Reescreva toda a listagem abaixo trocando "Pinpoint" por "Locate" em cada ocorrência e mantendo o restante inalterado.

═══ Dados fornecidos

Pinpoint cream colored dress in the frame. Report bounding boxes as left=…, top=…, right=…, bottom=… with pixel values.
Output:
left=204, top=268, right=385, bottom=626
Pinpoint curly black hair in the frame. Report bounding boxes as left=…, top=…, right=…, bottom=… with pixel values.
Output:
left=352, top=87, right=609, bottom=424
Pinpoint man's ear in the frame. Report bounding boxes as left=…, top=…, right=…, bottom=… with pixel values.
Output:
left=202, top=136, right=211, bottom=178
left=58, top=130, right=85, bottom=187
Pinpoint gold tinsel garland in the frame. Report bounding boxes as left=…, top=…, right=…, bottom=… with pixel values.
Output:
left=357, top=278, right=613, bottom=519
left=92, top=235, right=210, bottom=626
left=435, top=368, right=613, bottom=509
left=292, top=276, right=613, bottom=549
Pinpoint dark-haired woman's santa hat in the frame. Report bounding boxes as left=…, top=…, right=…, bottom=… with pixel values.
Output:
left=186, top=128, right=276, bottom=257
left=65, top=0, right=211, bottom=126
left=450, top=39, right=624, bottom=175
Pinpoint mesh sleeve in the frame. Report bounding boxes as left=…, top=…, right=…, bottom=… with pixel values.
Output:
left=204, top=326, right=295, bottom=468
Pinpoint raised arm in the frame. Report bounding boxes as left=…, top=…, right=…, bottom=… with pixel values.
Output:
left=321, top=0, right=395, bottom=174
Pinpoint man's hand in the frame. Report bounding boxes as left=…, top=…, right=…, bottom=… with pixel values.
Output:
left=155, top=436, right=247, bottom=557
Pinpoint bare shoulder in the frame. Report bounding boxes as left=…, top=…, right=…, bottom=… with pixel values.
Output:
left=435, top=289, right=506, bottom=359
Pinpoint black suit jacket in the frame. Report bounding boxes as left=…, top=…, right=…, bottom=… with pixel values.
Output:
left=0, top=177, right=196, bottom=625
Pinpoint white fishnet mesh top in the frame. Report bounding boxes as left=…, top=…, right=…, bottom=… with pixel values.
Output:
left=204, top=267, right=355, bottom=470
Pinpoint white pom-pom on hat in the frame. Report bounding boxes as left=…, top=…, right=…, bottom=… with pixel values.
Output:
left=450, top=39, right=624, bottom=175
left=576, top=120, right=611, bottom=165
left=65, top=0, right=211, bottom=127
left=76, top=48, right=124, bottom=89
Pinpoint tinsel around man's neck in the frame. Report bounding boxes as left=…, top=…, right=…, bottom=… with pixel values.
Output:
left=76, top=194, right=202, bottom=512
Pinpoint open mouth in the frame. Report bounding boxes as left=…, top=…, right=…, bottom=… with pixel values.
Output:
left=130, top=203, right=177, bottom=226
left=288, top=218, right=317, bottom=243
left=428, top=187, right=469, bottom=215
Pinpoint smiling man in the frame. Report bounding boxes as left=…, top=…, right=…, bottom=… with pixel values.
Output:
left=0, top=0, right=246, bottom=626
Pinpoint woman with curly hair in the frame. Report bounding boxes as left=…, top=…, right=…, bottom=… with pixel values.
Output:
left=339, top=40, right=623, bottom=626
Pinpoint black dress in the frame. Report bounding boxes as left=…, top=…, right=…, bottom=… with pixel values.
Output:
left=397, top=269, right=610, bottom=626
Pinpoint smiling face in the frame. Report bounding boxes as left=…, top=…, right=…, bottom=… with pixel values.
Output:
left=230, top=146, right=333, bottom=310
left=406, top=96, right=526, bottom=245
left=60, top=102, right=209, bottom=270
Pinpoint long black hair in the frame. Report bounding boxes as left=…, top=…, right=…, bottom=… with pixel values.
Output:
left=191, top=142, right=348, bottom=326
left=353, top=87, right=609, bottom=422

══════

* Resposta da tarefa
Locate cream colored dress in the frame. Report bounding boxes as left=…, top=…, right=…, bottom=… with pixel values.
Output:
left=204, top=268, right=385, bottom=626
Locate curly black hair in the frame. Report bounding boxes as left=…, top=…, right=…, bottom=… with pixel values.
Output:
left=352, top=87, right=609, bottom=424
Locate man's ear in the frame. Report bounding boxes as left=…, top=…, right=…, bottom=… with pixel values.
Output:
left=202, top=136, right=211, bottom=178
left=58, top=130, right=85, bottom=187
Locate gold tinsel garland in the frame. Report bounding boxes as left=…, top=…, right=…, bottom=… with pixel values.
Output:
left=357, top=278, right=613, bottom=519
left=92, top=235, right=210, bottom=626
left=435, top=368, right=613, bottom=509
left=292, top=276, right=613, bottom=549
Locate dark-haired woman's santa hat in the frame. Report bounding boxes as left=…, top=…, right=…, bottom=… with pixel values.
Output:
left=186, top=128, right=276, bottom=257
left=65, top=0, right=211, bottom=126
left=450, top=39, right=624, bottom=175
Locate mesh sleeve in the frame. Report bounding boxes as left=…, top=…, right=…, bottom=… with pixel values.
Output:
left=204, top=326, right=295, bottom=468
Locate raised arm in the frame. Report bounding boxes as left=…, top=…, right=…, bottom=… with pixel values.
Output:
left=321, top=0, right=395, bottom=174
Locate man's hand in the frame. Report bounding boxes as left=…, top=…, right=…, bottom=… with pixel values.
Output:
left=155, top=436, right=247, bottom=557
Locate bare shoulder in the frame. Report bounding boxes as left=…, top=…, right=…, bottom=… with pixel values.
Output:
left=435, top=289, right=506, bottom=359
Locate black suit jacket in the frame. Report bounding boxes as left=…, top=…, right=…, bottom=… with pixel values.
Output:
left=0, top=177, right=196, bottom=625
Locate white fishnet mesh top in the frame. Report bounding boxes as left=…, top=…, right=…, bottom=… with pixel values.
Output:
left=204, top=267, right=355, bottom=470
Locate white pom-pom on hat in the frame. Report bounding boxes as left=…, top=…, right=…, bottom=… with pixel values.
Output:
left=450, top=39, right=624, bottom=175
left=576, top=120, right=611, bottom=165
left=65, top=0, right=211, bottom=127
left=76, top=48, right=124, bottom=89
Locate tinsel around man's neck in the frame. Report bounding boxes as left=…, top=…, right=…, bottom=… with pixel values.
Output:
left=76, top=194, right=202, bottom=512
Locate open mouth in the frame. Report bounding boxes as left=…, top=…, right=…, bottom=… with pixel values.
Output:
left=130, top=203, right=177, bottom=226
left=288, top=218, right=317, bottom=243
left=428, top=187, right=469, bottom=215
Locate smiling man in the frame. Report bounding boxes as left=…, top=…, right=…, bottom=… with pixel values.
Output:
left=0, top=0, right=246, bottom=626
Locate woman with curly hair in the frame. Report bounding boxes as left=…, top=…, right=…, bottom=… with pixel values.
Output:
left=339, top=40, right=623, bottom=626
Locate black dress in the frame. Report bounding boxes as left=…, top=…, right=…, bottom=… with pixel values.
Output:
left=397, top=269, right=610, bottom=626
Locate smiling face in the frame. Report bounding boxes as left=…, top=…, right=…, bottom=… with pixel values.
Output:
left=230, top=146, right=333, bottom=310
left=406, top=96, right=526, bottom=245
left=60, top=102, right=209, bottom=270
Locate long black hair in the frame. Report bounding boxes as left=…, top=…, right=…, bottom=… with pixel values.
Output:
left=191, top=142, right=348, bottom=326
left=353, top=87, right=609, bottom=422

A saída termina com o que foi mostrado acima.